WHAT THE TASK ASKS —
An exact copy of the lines from the top of the data through the line with "Target: flat cap" is what you should give, with no pictures in it.

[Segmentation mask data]
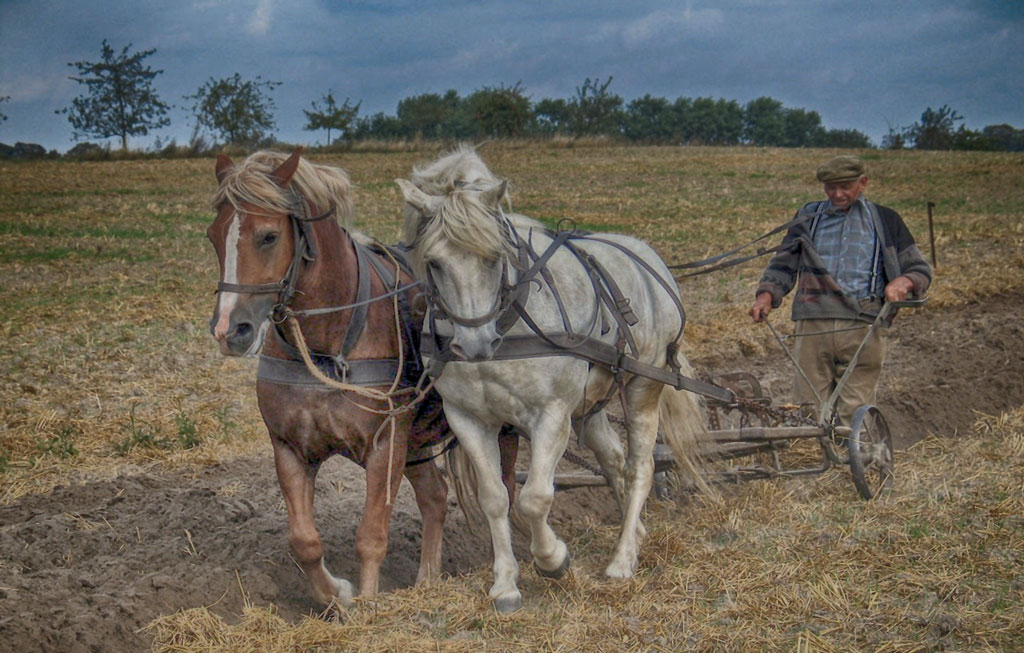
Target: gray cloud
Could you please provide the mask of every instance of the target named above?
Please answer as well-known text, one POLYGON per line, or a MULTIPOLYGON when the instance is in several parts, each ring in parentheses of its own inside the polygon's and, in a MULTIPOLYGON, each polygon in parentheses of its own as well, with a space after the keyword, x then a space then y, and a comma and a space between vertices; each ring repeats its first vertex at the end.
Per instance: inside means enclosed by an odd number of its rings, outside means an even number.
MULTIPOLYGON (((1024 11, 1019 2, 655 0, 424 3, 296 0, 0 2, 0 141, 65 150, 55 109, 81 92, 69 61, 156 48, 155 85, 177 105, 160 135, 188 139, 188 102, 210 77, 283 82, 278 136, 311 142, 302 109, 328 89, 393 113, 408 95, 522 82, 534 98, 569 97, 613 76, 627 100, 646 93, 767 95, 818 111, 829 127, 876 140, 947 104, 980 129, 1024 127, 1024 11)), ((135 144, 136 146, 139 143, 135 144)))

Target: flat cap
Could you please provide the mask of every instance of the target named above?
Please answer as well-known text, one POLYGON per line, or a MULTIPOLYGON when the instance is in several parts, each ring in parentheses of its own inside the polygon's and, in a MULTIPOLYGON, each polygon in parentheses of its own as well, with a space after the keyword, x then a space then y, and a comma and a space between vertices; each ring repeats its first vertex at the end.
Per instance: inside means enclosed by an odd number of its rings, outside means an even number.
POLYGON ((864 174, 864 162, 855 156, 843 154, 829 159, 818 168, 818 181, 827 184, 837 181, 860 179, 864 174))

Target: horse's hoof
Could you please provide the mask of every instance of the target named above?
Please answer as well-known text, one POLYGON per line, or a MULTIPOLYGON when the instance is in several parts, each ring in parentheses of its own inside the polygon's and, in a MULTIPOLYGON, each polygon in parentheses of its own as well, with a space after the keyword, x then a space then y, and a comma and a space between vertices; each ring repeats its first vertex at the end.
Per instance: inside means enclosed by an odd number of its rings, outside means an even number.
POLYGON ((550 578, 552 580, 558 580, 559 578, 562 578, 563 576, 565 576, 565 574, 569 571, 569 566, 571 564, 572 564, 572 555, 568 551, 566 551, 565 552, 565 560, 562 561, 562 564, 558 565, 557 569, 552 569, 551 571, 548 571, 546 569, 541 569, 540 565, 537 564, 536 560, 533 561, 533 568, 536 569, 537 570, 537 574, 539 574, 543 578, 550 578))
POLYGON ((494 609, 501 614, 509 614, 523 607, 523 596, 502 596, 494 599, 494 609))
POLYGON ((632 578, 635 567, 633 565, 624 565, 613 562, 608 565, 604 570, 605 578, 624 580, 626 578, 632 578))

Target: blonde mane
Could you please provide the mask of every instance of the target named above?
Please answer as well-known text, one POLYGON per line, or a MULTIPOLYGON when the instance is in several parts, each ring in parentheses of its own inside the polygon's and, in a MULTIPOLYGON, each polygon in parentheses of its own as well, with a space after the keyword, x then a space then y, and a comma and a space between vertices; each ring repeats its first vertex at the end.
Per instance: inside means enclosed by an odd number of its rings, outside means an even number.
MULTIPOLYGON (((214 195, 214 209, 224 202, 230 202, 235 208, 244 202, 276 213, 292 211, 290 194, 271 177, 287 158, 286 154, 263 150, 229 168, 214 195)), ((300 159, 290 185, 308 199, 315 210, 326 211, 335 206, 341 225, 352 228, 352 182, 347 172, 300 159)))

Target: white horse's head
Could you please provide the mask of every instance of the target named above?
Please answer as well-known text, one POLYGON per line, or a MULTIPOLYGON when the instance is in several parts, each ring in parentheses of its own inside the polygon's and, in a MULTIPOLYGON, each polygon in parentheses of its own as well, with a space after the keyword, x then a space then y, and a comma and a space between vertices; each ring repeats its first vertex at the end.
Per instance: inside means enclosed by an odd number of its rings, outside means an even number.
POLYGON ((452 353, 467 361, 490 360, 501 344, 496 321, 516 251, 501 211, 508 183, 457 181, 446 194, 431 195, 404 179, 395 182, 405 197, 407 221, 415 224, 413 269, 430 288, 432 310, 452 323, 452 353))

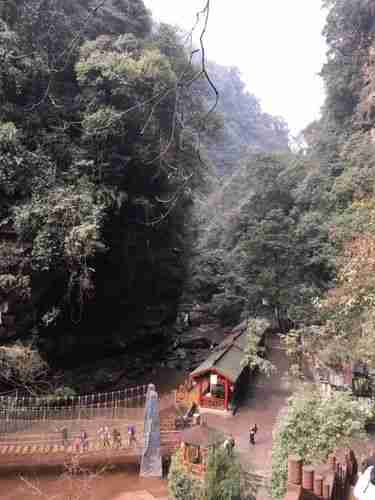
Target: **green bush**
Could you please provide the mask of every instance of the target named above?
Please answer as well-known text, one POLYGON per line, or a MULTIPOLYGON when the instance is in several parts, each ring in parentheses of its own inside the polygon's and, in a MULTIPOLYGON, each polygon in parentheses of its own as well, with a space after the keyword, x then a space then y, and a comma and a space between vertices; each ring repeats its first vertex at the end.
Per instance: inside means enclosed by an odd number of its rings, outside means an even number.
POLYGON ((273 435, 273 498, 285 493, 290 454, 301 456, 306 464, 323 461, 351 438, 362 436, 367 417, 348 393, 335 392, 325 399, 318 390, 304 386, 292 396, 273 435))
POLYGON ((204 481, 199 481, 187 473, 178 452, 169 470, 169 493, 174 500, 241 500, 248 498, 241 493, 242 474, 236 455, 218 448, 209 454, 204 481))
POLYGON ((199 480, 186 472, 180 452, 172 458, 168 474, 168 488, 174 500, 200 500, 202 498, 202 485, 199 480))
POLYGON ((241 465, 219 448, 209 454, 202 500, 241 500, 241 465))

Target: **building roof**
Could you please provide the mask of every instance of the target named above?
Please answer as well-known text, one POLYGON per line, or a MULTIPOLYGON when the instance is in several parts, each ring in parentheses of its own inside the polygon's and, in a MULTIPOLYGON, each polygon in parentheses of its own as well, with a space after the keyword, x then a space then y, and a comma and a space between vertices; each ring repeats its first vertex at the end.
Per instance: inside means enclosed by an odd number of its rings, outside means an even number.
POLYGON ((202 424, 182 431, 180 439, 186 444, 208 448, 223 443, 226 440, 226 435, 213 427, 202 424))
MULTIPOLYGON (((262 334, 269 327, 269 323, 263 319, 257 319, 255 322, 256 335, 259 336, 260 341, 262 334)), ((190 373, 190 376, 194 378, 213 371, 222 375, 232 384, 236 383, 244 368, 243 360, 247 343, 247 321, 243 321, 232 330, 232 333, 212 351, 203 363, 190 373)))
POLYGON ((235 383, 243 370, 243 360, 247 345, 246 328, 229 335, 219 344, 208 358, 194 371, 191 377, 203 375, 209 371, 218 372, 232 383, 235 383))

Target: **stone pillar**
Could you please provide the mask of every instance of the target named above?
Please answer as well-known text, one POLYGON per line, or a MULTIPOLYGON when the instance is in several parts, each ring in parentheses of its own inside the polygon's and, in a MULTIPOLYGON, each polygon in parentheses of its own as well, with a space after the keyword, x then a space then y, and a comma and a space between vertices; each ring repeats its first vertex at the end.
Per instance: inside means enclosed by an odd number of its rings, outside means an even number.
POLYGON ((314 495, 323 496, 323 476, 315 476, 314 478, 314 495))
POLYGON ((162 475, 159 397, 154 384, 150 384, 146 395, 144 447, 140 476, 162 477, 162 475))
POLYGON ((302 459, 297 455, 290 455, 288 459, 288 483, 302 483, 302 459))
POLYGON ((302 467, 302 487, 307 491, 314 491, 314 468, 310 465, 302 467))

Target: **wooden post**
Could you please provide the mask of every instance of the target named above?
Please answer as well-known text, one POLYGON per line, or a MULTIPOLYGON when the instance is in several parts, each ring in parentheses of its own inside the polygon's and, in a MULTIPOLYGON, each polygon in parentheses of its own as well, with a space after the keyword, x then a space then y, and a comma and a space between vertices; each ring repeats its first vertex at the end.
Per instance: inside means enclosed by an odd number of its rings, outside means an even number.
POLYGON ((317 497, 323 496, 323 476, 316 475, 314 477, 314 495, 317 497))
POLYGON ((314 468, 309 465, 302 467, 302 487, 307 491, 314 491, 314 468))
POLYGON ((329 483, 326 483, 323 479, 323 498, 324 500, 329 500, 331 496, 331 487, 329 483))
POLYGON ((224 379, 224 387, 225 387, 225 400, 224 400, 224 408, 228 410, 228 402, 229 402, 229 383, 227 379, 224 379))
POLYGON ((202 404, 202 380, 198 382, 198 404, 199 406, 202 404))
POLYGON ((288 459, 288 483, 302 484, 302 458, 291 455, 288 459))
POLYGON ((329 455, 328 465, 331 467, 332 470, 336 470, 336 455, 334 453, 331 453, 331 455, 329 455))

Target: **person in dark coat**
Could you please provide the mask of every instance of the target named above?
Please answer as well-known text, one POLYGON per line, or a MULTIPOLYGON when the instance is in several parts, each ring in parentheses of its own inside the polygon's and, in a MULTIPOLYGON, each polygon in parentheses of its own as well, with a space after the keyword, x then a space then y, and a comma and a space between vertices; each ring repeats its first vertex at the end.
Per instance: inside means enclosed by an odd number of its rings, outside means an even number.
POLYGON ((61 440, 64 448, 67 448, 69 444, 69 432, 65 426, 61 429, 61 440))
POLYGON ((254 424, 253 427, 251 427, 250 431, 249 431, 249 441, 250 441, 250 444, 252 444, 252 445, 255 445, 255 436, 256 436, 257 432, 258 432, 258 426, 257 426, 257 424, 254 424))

TASK RESPONSE —
Target: gray cloud
Could you please provide the mask of every instance of the target named above?
Please answer as well-known text, one POLYGON per line, or a MULTIPOLYGON when the instance is in several parts, each ring in parentheses of its own inside the polygon's and, in a MULTIPOLYGON, each polygon in parentheses of its own as well, with a space after the keyword, x then a space then y, and a comma and a space between vertices; each ring repeats its first vertex at the end.
Per instance: inside means enclosed by an odd number of its rings, outside means an even number.
MULTIPOLYGON (((1024 11, 1019 2, 655 0, 424 3, 296 0, 0 2, 0 141, 65 150, 55 109, 81 92, 69 61, 156 48, 155 85, 177 105, 160 135, 188 139, 188 102, 210 77, 283 82, 278 136, 311 142, 302 109, 328 89, 393 113, 408 95, 522 82, 534 98, 569 97, 613 76, 627 100, 646 93, 767 95, 818 111, 829 127, 876 140, 947 104, 980 129, 1024 127, 1024 11)), ((135 144, 136 146, 139 143, 135 144)))

Target: flat cap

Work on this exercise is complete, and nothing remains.